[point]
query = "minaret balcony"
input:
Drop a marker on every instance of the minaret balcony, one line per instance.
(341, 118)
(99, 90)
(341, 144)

__________________________________________________

### Instruction
Rewrite the records above, changing each "minaret balcony" to "tower balcony" and leaving everything else as it is.

### Output for this task
[point]
query = "tower balcony"
input:
Drop a marker on every instance of the tower balcony, one line per instance.
(341, 118)
(99, 90)
(341, 144)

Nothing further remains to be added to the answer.